* TRECHO DO TEXTO:
O adesismo a que nos referimos significa, segundo o dicionário Aulete, a "prática de aderir, por oportunismo ou interesse próprio, a uma facção ou partido político, a uma política, a uma conjuntura etc" ou a "tendência de adotar frequentemente essa prática, ou de aderir às ideias mais aceitas".
Qualquer coisa fora da adesão ao governo Lula pode ser perigosamente confundida com golpismo em alguns círculos sociais ou profissionais.
O adesismo político, portanto, pressupõe um comportamento de manada, de seguir a corrente (jamais contra ela) que vem sendo adotada pela maioria de um grupo social ou profissional, para garantir a própria aceitação no grupo, por interesses pessoais diversos ou pelo temor de ser visto como um pária, ainda que injustamente.
É exatamente desse fenômeno que o governo Lula, ainda em seu segundo mês, está se beneficiando — em grande parte por culpa dos atos de vandalismo do dia 8 de janeiro, em Brasília. A confirmação dos intuitos antidemocráticos da ala mais radical do movimento político que dava sustentação ao bolsonarismo gerou um contexto em que qualquer coisa fora da adesão ao governo Lula pode ser perigosamente confundida com golpismo em alguns círculos sociais ou profissionais.

* INSTRUÇÃO 1: Retorne exatamente a passagem do texto sobre o adesismo político, começando em "O adesismo político, portanto, pressupõe" e terminando em "ainda que injustamente.".

* MATERIAL FORNECIDO:
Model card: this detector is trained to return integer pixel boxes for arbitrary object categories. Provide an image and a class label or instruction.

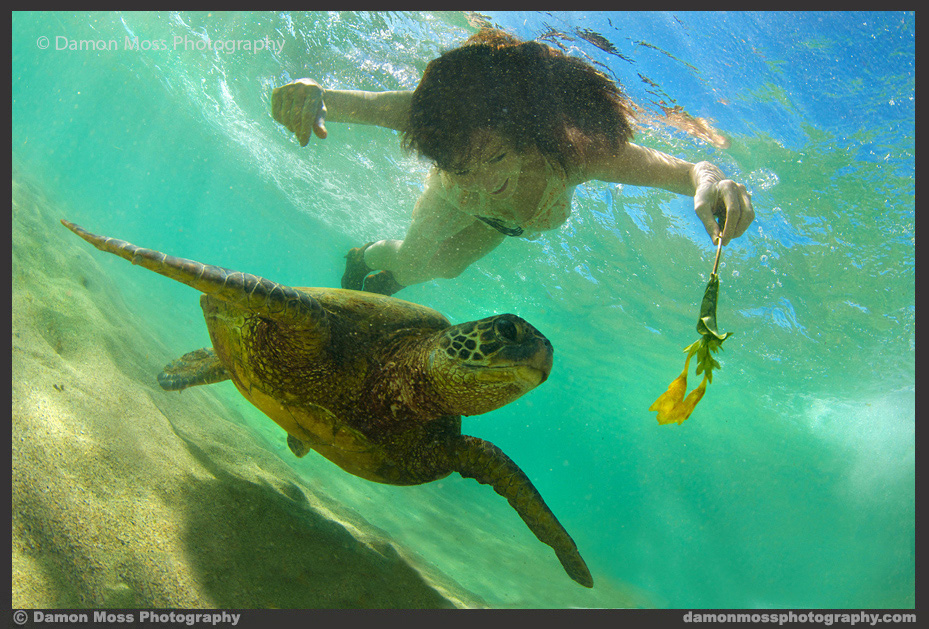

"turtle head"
[427,314,553,415]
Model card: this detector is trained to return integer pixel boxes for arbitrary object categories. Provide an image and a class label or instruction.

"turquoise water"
[11,12,915,608]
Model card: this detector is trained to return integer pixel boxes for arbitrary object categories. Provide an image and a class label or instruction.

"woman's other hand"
[271,79,328,146]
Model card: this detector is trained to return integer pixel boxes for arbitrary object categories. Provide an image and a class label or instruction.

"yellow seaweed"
[648,238,731,425]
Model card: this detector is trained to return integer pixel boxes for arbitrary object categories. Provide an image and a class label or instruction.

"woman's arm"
[585,142,755,245]
[271,79,413,146]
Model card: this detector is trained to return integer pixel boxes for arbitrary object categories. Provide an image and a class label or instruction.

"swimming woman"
[272,29,755,295]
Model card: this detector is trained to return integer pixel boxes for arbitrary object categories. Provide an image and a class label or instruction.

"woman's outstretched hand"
[271,79,328,146]
[694,162,755,245]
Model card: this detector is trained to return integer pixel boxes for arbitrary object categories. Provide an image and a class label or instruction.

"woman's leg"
[364,217,505,286]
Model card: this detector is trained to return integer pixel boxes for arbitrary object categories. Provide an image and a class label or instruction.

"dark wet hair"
[403,29,632,170]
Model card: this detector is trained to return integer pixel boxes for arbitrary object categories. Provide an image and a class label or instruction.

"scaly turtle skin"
[62,220,593,587]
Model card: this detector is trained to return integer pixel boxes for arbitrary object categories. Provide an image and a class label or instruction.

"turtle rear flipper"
[452,435,594,587]
[158,347,231,391]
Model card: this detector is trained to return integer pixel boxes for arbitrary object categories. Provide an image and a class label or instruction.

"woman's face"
[442,131,526,201]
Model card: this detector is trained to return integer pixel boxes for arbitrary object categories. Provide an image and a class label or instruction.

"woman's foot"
[342,242,374,290]
[364,271,404,297]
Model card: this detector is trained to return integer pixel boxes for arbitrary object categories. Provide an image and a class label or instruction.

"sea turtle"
[62,220,593,587]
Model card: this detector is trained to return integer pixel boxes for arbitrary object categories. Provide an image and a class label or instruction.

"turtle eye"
[494,317,517,343]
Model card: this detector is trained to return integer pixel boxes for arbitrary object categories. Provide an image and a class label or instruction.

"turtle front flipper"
[158,347,232,391]
[451,435,594,587]
[61,219,328,338]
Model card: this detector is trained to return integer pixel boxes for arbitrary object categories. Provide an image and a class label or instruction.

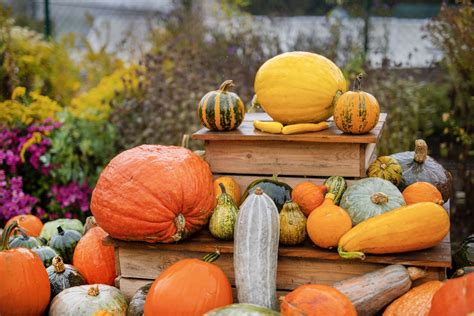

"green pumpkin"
[48,226,82,263]
[204,303,280,316]
[340,178,405,225]
[127,283,153,316]
[31,246,58,268]
[198,80,245,131]
[240,176,293,212]
[46,256,86,299]
[209,183,239,240]
[8,229,43,249]
[40,218,84,241]
[324,176,347,205]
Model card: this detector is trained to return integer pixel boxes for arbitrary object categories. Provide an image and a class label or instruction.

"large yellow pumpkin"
[254,52,347,124]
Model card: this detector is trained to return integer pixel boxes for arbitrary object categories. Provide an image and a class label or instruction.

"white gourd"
[234,188,280,310]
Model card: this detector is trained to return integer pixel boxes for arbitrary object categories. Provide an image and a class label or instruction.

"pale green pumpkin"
[339,178,405,225]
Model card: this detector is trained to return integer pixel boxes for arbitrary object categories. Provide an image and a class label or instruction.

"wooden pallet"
[104,230,451,298]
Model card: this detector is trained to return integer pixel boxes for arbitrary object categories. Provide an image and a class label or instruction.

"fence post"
[44,0,51,39]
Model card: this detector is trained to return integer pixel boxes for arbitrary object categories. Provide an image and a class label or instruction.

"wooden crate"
[104,230,451,298]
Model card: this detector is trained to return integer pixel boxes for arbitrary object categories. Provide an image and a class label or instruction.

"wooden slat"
[205,140,365,177]
[192,113,387,143]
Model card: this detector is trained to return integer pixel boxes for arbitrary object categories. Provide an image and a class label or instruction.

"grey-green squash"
[209,183,239,240]
[340,178,405,225]
[48,226,82,263]
[204,304,280,316]
[46,256,87,299]
[234,187,280,310]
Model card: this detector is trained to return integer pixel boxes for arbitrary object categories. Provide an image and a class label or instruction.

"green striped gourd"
[198,80,245,131]
[234,188,280,310]
[324,176,347,205]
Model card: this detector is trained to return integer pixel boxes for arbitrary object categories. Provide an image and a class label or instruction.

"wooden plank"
[204,140,365,177]
[192,113,387,143]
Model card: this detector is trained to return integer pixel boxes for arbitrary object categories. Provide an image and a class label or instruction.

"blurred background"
[0,0,474,242]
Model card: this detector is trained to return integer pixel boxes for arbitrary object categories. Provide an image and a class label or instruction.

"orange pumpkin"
[428,273,474,316]
[280,284,357,316]
[91,145,216,243]
[214,177,240,206]
[334,75,380,134]
[402,182,444,205]
[145,253,232,316]
[72,227,116,285]
[383,281,443,316]
[291,181,327,217]
[5,214,43,237]
[306,193,352,248]
[0,222,51,316]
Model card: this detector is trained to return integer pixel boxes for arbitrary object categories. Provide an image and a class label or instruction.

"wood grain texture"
[205,141,365,177]
[192,113,387,144]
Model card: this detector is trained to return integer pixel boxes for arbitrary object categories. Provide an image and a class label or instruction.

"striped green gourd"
[324,176,347,205]
[198,80,245,131]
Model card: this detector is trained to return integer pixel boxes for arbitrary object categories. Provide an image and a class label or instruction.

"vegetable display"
[333,264,426,315]
[391,139,453,201]
[145,252,232,316]
[334,74,380,134]
[254,52,347,124]
[338,202,449,259]
[0,222,50,316]
[209,183,239,240]
[340,178,405,225]
[198,80,245,131]
[234,187,280,310]
[91,145,216,243]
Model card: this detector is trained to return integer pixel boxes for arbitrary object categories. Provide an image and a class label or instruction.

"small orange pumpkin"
[0,222,51,316]
[383,281,443,316]
[334,74,380,134]
[402,182,444,205]
[72,226,116,285]
[428,273,474,316]
[5,214,43,237]
[280,284,357,316]
[214,176,240,206]
[291,181,327,216]
[306,193,352,248]
[145,253,232,316]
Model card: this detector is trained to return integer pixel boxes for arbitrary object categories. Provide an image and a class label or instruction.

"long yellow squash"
[338,202,449,259]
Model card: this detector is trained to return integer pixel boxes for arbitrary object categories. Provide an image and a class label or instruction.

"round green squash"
[198,80,245,131]
[324,176,347,205]
[8,229,43,249]
[40,218,84,241]
[204,303,280,316]
[48,226,82,263]
[127,283,153,316]
[46,256,86,299]
[49,284,127,316]
[239,176,293,212]
[31,246,58,268]
[340,178,405,225]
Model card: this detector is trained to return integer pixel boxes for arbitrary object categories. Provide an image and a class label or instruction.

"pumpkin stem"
[51,256,65,272]
[407,267,426,281]
[337,246,365,260]
[181,134,189,149]
[0,221,19,250]
[219,80,235,92]
[370,192,388,204]
[219,182,227,194]
[354,73,363,91]
[171,213,186,241]
[202,249,221,263]
[415,139,428,163]
[87,285,100,296]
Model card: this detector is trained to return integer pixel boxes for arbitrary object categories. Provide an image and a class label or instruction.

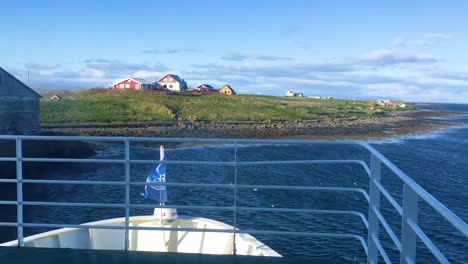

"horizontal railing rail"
[0,135,468,263]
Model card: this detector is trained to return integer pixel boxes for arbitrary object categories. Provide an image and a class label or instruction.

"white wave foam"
[369,124,468,145]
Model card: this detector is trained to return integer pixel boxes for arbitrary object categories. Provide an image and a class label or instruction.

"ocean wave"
[369,124,468,145]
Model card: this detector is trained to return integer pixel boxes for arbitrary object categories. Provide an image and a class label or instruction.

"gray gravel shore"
[42,111,458,138]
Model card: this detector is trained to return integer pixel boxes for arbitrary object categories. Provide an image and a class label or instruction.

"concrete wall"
[0,68,40,135]
[0,96,40,135]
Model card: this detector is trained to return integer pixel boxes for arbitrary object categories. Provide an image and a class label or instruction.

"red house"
[112,78,158,91]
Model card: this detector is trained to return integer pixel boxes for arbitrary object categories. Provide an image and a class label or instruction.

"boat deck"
[0,247,329,264]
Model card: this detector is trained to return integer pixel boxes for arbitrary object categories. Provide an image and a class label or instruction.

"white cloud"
[10,48,468,102]
[392,33,453,46]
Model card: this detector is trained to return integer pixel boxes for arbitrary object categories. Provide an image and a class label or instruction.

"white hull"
[0,216,281,257]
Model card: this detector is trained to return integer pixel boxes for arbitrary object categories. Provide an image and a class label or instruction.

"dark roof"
[195,84,216,91]
[218,84,235,93]
[158,74,185,83]
[0,67,42,98]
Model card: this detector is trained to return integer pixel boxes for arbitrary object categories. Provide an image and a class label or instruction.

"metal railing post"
[367,154,382,263]
[400,184,418,264]
[16,138,24,247]
[125,138,130,250]
[232,141,237,255]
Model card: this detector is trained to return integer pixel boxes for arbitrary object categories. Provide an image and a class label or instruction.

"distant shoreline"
[42,110,459,139]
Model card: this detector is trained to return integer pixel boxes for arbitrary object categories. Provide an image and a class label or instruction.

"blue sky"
[0,0,468,103]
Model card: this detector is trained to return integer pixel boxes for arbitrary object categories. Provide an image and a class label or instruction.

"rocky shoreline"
[42,110,460,139]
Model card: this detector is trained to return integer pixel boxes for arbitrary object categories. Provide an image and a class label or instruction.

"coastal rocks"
[42,116,416,138]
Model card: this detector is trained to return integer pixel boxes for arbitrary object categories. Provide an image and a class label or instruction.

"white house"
[285,89,304,97]
[158,74,187,92]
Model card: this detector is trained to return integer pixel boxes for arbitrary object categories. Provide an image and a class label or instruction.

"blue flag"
[142,146,167,203]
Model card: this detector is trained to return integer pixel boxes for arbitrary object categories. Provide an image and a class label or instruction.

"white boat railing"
[0,135,468,263]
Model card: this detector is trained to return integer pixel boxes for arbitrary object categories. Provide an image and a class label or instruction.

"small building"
[375,100,397,107]
[158,74,187,92]
[194,84,217,93]
[218,84,236,95]
[0,67,41,135]
[285,89,304,97]
[112,78,158,91]
[49,94,62,101]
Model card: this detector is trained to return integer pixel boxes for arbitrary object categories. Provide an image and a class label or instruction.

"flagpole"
[159,145,165,225]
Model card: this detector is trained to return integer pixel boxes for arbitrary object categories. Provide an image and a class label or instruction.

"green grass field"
[41,91,410,123]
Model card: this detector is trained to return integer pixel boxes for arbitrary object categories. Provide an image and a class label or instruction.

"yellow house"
[218,84,236,95]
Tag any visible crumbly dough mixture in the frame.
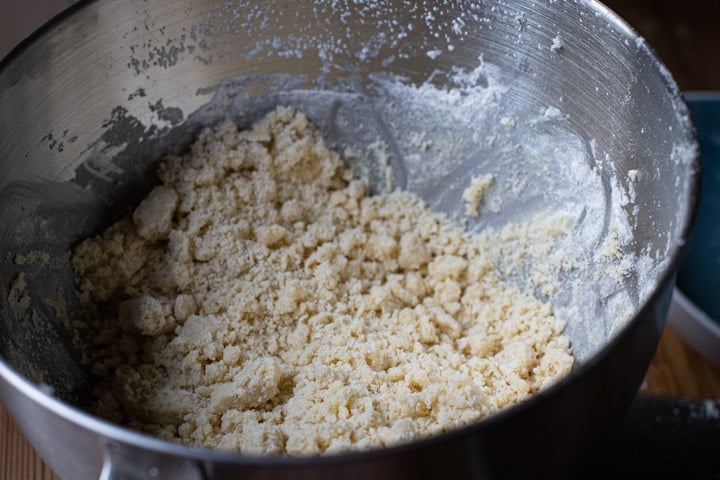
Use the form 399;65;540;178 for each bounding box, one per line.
73;108;573;455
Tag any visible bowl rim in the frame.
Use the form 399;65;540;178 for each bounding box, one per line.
0;0;700;467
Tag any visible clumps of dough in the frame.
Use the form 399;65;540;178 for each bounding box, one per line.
73;108;573;455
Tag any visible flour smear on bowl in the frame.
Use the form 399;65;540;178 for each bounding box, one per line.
72;107;573;455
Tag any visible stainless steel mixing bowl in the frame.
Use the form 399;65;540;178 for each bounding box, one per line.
0;0;698;480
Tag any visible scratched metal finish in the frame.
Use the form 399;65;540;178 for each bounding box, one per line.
0;0;696;478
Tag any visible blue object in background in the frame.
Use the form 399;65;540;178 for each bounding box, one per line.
677;93;720;325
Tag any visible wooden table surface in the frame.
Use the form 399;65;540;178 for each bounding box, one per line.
0;0;720;480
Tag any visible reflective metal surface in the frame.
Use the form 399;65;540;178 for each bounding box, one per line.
0;0;698;478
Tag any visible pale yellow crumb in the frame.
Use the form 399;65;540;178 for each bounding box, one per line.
73;108;573;455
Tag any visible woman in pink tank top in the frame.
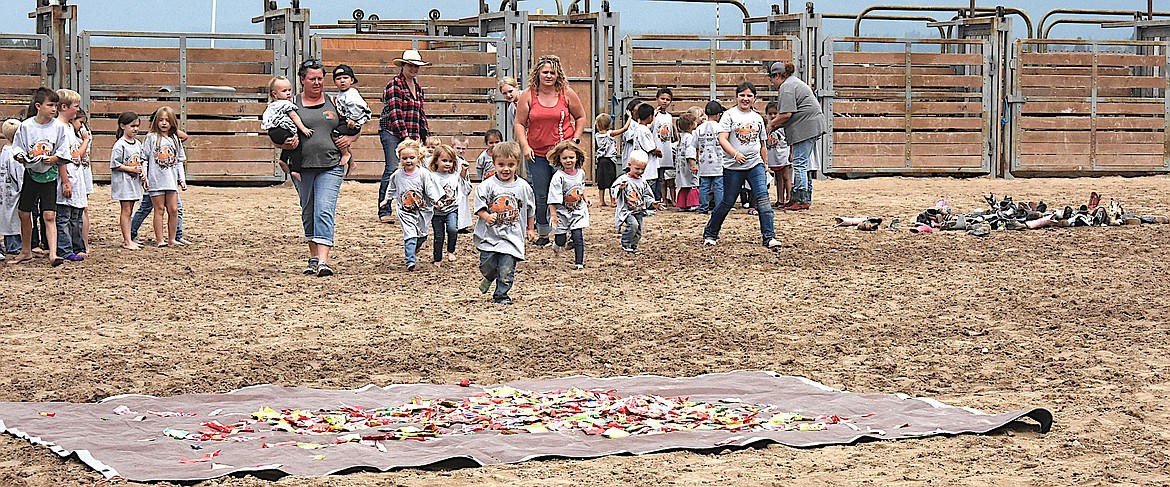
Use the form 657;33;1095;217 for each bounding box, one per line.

* INSTRUÇÃO 2: Renomeie "yellow seaweed" para "yellow algae" nos registros, começando no início dos registros e terminando na linha que contém "[694,162,755,245]", com as duas pontas incluídas e todo o resto sem alteração. Devolva apenas essas linhas e deixe as imagens fora da resposta.

* RESPOSTA CORRETA 1:
O adesismo político, portanto, pressupõe um comportamento de manada, de seguir a corrente (jamais contra ela) que vem sendo adotada pela maioria de um grupo social ou profissional, para garantir a própria aceitação no grupo, por interesses pessoais diversos ou pelo temor de ser visto como um pária, ainda que injustamente.

* RESPOSTA CORRETA 2:
Model card: this detector is trained to return integer pixel boxes for arbitrary object categories. Provide an image and a class label or instruction.


"turtle head"
[427,314,553,415]
Model card: this detector is trained to return integer pixel boxes for arbitrary object categories. Provide an image and a class label or instruction.

"turquoise water"
[11,12,915,608]
Model card: this detector is trained to return integer pixel boxes for arbitrary object categories. Provide an image and a class label or instruction.

"woman's other hand"
[271,79,328,146]
Model card: this detector is trained to return integer pixel boxes for arbitrary object categories. Provide an image and a class label or instruction.

"yellow algae"
[648,238,731,425]
Model card: this detector is trained to return integer pixel boxes for arbitrary object categories. Provide an image and a class label or instruction.

"woman's arm"
[585,142,755,245]
[271,79,413,146]
Model card: this detector is trained to return integer pixel boxes for arbitrary object categories. Provide an image and a class label or instruction.

"swimming woman"
[272,29,755,295]
Model card: this detector is trained to return integer pixel boxes for arbitrary object categories. Provide an image and a class label or instruction.

"woman's outstretched hand"
[271,79,328,146]
[694,162,755,245]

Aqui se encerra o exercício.